Rewrite the items from the very first line through the line containing "126 713 828 735" as a two-column CSV with the columns text and answer, one row per item. Put each value in a single quoted field with line breaks replaced by spaces, and leave the pictures out.
## Begin
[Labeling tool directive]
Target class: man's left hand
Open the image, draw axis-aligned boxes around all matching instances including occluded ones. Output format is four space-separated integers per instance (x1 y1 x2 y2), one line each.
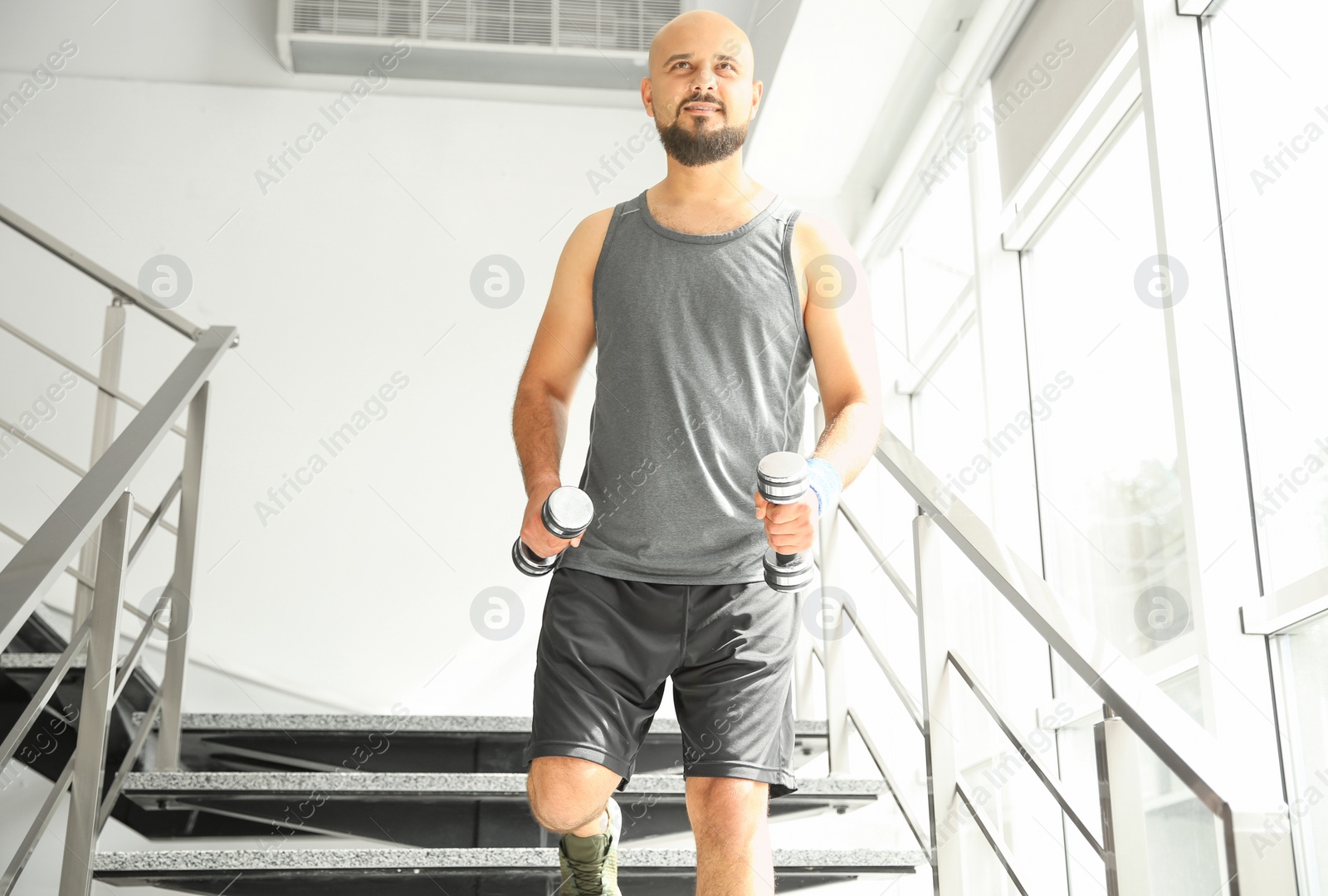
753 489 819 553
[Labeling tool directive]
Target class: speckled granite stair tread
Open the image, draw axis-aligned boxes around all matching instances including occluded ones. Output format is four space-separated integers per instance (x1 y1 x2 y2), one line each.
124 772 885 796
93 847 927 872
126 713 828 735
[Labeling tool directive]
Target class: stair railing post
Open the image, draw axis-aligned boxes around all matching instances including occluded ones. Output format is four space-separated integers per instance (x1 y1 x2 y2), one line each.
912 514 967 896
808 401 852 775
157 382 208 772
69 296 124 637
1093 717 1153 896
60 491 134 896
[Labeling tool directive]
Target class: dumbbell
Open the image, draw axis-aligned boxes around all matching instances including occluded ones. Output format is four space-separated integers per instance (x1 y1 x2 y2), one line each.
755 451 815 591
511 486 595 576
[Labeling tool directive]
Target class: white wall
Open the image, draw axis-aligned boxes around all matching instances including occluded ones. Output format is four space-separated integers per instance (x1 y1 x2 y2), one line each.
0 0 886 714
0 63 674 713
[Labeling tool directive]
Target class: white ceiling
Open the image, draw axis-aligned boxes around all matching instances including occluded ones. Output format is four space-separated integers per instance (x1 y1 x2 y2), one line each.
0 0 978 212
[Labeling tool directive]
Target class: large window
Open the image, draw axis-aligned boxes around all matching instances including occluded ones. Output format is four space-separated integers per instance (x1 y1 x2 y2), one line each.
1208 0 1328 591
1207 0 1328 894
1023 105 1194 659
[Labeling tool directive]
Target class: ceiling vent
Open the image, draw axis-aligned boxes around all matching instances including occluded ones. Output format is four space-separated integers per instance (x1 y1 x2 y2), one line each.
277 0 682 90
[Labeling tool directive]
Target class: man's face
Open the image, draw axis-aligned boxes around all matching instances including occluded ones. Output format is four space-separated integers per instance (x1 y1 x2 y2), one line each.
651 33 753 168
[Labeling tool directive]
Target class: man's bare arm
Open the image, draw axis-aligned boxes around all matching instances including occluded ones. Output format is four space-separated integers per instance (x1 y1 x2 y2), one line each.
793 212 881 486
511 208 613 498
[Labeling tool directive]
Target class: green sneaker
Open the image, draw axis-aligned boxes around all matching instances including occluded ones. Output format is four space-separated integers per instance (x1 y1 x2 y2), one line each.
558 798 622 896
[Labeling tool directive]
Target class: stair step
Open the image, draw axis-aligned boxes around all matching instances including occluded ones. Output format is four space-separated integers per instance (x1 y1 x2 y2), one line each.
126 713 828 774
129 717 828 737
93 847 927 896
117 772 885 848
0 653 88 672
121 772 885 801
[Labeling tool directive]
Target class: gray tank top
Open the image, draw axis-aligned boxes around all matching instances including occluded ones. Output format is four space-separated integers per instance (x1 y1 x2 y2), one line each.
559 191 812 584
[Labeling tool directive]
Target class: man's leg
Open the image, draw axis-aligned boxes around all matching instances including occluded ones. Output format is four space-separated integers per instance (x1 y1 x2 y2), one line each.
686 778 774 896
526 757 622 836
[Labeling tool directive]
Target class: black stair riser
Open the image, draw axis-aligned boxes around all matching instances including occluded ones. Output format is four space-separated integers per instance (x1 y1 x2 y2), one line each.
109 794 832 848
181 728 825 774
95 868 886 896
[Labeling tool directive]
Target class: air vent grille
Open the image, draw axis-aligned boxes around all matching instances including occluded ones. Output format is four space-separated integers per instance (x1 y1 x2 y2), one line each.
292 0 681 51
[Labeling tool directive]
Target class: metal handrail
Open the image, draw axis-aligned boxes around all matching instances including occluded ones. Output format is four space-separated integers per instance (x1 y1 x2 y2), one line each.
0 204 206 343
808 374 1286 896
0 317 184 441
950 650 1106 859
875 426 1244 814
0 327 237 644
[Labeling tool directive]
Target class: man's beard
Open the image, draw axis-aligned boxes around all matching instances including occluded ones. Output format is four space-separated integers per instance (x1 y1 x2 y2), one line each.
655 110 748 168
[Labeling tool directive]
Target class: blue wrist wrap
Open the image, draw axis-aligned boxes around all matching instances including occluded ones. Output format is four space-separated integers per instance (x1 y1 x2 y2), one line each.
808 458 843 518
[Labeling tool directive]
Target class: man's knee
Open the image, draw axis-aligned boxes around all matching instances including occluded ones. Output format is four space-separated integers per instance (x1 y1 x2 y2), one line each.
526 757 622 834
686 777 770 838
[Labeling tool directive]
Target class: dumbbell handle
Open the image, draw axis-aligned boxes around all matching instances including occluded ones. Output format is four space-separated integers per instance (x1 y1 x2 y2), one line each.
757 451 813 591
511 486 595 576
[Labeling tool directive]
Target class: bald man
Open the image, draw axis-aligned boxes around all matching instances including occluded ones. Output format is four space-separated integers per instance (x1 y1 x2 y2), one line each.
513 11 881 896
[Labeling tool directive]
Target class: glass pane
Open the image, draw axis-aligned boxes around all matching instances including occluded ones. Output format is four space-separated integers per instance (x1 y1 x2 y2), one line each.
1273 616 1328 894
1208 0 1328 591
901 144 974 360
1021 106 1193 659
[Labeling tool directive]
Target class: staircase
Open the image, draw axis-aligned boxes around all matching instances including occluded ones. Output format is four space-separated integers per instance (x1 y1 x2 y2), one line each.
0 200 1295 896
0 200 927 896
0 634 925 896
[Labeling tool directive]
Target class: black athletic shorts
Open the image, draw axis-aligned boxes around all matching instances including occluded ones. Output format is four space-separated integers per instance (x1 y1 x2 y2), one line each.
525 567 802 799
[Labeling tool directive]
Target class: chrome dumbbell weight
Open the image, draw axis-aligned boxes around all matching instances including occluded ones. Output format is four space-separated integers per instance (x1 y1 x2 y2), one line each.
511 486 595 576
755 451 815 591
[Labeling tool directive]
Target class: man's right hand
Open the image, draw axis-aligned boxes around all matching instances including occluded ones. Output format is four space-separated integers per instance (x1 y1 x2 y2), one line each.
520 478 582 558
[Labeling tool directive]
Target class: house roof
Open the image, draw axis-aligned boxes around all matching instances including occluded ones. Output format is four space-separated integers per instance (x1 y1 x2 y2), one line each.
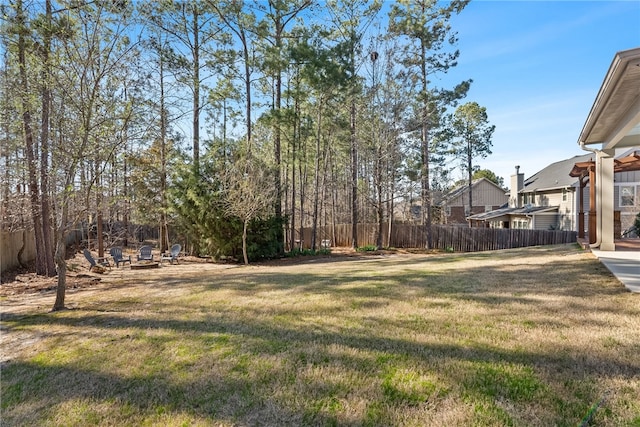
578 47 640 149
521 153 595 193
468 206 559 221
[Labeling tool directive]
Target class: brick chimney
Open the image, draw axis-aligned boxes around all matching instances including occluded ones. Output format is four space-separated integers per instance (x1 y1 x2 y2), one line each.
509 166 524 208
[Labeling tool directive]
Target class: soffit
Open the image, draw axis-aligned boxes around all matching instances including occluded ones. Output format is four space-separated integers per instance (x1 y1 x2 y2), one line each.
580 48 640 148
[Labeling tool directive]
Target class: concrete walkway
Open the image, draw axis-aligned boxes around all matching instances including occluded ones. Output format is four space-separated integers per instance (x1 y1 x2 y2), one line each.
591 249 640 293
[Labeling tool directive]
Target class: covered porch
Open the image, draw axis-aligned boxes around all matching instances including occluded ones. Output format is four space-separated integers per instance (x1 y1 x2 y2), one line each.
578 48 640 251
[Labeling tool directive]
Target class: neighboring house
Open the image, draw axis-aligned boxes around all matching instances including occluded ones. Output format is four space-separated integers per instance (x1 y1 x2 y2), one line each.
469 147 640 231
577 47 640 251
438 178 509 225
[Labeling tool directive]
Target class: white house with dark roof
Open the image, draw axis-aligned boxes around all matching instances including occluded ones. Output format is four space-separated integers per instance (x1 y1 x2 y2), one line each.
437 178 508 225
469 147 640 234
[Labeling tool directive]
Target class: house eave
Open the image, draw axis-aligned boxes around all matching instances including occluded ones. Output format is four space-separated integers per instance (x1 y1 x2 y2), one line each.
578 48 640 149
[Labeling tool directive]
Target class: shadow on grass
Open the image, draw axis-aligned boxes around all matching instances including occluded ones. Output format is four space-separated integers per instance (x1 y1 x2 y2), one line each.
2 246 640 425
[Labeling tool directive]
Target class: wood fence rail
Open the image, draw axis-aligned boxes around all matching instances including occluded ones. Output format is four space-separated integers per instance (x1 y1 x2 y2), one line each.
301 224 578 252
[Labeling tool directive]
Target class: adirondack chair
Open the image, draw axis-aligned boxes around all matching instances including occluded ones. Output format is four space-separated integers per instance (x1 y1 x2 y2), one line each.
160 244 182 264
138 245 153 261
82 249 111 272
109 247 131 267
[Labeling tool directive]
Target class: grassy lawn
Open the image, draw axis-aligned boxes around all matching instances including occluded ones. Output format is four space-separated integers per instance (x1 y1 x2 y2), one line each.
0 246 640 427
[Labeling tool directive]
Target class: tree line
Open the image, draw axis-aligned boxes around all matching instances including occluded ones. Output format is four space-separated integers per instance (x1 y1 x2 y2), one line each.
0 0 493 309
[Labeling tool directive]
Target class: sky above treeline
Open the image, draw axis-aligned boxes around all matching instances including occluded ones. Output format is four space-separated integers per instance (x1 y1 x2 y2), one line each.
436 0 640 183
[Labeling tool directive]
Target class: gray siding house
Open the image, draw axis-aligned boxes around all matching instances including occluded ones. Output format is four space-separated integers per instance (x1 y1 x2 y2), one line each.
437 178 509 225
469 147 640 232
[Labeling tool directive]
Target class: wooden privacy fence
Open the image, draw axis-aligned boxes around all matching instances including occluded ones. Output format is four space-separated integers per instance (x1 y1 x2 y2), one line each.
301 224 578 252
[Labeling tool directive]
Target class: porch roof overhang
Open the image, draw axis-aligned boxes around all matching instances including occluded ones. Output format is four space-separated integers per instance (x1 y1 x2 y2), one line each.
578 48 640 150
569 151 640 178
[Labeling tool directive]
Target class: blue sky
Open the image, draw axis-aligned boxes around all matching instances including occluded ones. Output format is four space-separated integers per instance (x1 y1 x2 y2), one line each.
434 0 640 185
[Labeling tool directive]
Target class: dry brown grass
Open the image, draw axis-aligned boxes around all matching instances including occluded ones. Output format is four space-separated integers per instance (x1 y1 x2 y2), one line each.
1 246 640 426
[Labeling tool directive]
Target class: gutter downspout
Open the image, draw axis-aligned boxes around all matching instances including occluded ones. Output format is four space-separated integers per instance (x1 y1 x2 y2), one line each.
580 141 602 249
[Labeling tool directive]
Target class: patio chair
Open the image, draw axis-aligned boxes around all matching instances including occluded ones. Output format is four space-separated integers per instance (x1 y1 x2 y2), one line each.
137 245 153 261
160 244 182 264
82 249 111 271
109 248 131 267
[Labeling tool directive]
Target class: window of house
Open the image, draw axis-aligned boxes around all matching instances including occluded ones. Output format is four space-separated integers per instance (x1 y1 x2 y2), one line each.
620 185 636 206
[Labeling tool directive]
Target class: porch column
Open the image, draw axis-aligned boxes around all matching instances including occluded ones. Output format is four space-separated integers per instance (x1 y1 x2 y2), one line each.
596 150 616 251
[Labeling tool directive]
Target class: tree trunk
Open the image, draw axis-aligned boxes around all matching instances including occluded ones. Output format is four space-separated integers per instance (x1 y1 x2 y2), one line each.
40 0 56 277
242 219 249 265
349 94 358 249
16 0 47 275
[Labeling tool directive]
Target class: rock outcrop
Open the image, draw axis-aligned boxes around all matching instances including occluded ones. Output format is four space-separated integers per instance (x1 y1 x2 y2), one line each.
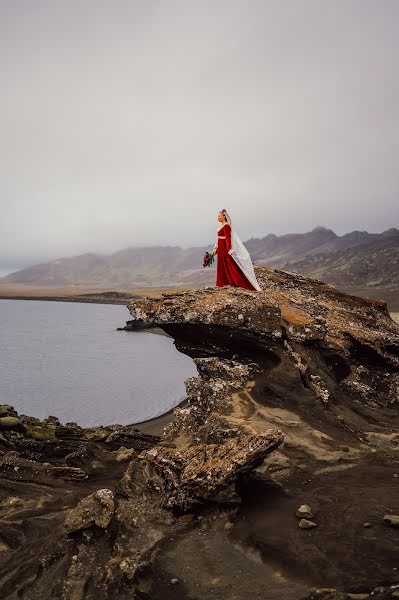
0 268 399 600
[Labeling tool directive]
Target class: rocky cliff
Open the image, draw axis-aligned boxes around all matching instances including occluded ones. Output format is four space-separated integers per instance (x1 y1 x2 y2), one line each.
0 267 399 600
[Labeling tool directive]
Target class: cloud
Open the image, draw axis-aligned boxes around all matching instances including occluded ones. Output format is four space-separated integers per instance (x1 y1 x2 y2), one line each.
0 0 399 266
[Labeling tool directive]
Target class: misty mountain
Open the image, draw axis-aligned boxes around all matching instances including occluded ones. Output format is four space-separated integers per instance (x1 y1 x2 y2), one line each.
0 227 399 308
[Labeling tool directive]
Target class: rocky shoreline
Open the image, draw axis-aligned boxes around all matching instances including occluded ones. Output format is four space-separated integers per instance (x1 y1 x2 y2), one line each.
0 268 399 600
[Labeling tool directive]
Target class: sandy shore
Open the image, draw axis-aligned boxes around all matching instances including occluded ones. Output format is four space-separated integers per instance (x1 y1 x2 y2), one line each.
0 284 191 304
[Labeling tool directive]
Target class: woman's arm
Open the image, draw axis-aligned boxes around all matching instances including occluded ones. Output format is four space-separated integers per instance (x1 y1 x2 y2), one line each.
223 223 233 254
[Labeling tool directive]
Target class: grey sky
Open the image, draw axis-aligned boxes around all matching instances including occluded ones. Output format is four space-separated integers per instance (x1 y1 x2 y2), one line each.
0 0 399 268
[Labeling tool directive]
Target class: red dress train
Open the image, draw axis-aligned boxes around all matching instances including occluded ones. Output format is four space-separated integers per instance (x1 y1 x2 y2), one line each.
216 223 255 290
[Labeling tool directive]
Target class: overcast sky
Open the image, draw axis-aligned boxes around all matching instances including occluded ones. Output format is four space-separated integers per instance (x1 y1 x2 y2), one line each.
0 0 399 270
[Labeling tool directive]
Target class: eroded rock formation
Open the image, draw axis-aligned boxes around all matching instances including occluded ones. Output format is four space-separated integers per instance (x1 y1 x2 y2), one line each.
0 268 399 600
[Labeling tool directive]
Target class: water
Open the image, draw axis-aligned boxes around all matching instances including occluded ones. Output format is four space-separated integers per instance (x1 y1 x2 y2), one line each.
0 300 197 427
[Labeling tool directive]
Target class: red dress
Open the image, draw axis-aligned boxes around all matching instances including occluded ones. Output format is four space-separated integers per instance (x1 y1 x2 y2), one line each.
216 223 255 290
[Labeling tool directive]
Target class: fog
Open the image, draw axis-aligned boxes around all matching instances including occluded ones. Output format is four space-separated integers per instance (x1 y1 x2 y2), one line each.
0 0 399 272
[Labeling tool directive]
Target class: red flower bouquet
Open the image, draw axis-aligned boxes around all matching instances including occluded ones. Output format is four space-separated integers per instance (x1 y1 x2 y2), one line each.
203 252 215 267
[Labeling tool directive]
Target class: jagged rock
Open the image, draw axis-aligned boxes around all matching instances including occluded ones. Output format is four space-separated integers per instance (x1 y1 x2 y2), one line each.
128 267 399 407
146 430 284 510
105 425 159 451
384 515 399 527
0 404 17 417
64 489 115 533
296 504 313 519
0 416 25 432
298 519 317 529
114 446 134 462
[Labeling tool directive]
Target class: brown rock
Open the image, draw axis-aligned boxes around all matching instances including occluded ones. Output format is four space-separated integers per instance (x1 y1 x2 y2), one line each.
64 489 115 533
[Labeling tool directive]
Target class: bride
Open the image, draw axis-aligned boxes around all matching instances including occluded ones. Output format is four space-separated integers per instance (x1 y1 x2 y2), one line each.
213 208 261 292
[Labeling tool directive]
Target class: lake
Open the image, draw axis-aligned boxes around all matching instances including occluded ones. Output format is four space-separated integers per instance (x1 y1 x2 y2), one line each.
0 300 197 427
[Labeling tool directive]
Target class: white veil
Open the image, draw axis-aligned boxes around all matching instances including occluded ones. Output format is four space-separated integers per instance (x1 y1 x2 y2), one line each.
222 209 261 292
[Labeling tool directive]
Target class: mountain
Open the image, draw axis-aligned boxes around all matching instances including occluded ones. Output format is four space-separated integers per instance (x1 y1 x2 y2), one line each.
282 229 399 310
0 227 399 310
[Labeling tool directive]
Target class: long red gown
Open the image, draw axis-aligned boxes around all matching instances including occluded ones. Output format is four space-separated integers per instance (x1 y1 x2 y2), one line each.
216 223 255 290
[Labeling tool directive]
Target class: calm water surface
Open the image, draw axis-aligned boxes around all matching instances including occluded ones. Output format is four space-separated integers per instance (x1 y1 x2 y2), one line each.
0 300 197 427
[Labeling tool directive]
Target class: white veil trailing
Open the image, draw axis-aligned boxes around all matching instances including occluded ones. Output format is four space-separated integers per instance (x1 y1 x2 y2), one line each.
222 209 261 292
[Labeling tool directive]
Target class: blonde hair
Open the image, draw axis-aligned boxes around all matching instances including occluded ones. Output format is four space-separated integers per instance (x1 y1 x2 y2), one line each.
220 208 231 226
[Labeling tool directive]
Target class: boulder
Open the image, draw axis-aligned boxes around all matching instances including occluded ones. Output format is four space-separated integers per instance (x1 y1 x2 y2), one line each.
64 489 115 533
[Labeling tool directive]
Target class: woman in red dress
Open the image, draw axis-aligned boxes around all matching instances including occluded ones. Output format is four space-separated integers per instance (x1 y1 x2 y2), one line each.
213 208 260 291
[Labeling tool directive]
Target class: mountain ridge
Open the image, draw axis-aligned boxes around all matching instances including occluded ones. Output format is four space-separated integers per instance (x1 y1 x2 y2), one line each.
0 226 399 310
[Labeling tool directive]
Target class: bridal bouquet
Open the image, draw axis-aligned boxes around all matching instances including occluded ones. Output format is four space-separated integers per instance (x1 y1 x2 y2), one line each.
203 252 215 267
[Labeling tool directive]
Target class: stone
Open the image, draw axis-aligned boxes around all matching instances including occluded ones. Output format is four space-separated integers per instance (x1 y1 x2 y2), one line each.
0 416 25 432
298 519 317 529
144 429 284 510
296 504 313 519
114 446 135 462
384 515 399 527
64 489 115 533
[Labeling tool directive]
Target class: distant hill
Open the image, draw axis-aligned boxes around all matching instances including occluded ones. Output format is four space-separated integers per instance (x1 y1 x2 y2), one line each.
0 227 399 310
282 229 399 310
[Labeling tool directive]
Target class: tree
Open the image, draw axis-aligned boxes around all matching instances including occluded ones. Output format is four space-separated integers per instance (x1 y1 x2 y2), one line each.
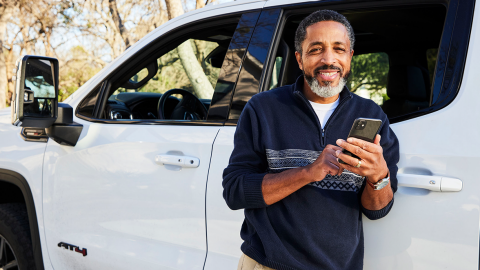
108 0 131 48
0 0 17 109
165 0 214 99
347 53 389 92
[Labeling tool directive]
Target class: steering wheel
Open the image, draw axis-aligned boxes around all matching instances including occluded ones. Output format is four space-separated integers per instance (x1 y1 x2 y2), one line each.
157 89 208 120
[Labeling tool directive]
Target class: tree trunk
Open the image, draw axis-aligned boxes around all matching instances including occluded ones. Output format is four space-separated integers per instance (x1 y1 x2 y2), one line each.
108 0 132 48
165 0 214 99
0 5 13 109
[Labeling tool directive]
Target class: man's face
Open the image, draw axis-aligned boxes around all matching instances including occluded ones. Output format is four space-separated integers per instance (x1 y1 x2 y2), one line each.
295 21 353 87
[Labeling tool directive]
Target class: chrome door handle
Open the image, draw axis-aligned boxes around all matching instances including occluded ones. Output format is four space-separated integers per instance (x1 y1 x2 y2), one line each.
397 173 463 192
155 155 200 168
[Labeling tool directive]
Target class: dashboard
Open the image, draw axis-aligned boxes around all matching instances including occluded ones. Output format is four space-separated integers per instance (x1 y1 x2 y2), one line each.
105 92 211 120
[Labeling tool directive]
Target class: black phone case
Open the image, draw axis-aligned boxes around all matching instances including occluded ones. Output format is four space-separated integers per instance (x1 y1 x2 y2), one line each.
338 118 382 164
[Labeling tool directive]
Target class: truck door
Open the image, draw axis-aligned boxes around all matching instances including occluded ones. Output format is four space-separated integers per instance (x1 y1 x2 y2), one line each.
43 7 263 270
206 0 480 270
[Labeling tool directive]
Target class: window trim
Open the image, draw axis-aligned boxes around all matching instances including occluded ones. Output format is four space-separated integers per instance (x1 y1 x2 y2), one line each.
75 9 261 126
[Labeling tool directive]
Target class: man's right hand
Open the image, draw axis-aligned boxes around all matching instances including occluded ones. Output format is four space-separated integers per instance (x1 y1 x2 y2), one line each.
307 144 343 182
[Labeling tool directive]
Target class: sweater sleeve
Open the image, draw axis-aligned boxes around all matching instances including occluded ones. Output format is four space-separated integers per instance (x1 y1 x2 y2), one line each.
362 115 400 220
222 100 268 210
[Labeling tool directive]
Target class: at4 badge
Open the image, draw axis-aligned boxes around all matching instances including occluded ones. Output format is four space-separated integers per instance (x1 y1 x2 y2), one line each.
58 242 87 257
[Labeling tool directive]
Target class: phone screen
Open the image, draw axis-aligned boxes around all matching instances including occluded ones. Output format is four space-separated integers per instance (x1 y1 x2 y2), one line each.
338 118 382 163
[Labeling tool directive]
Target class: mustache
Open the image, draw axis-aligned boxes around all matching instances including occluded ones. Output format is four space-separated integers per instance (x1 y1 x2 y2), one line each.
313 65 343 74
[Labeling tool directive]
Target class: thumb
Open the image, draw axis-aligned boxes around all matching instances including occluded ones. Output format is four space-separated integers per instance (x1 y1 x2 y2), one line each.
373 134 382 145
## End
• Response to this exercise:
text,answer
"[Labeling tool directive] Target class: man's left hand Open the image, draw axis-aligned boxes around all matching instances including occluded ones. Output format is four space-separated integers per instance (x1 y1 x2 y2), one line each.","753 489 819 553"
"[Labeling tool directive] Target class: speckled granite stair tread Open the image, draw axis-aligned boxes around all matching instances including occluded ones. Output format is four space-separated integers per instance (x1 y1 x2 y2), one line each.","124 772 885 796 93 847 927 872 126 713 828 735"